Top of Data for analysis

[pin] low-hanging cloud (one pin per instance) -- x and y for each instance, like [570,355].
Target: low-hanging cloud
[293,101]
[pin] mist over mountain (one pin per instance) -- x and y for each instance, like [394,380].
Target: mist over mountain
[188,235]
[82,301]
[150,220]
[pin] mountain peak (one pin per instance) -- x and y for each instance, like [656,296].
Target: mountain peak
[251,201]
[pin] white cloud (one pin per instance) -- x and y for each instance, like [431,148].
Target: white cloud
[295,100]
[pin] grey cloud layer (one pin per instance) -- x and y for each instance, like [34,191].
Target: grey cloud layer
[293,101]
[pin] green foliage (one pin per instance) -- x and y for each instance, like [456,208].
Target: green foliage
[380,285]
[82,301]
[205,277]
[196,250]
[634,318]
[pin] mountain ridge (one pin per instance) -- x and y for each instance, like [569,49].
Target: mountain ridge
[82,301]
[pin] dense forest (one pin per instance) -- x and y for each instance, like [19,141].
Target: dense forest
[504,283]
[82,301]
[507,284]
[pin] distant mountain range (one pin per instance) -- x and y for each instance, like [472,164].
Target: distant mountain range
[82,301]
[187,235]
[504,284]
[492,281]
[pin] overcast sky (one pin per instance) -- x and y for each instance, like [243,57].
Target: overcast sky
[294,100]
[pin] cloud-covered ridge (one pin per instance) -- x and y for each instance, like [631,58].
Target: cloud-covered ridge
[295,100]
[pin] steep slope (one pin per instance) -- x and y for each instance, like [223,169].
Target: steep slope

Bottom of Data for analysis

Return every line from the records above that holds the word "slope".

[pin] steep slope (one pin per instance) -- x and y for each instance, like [223,169].
Target: steep slope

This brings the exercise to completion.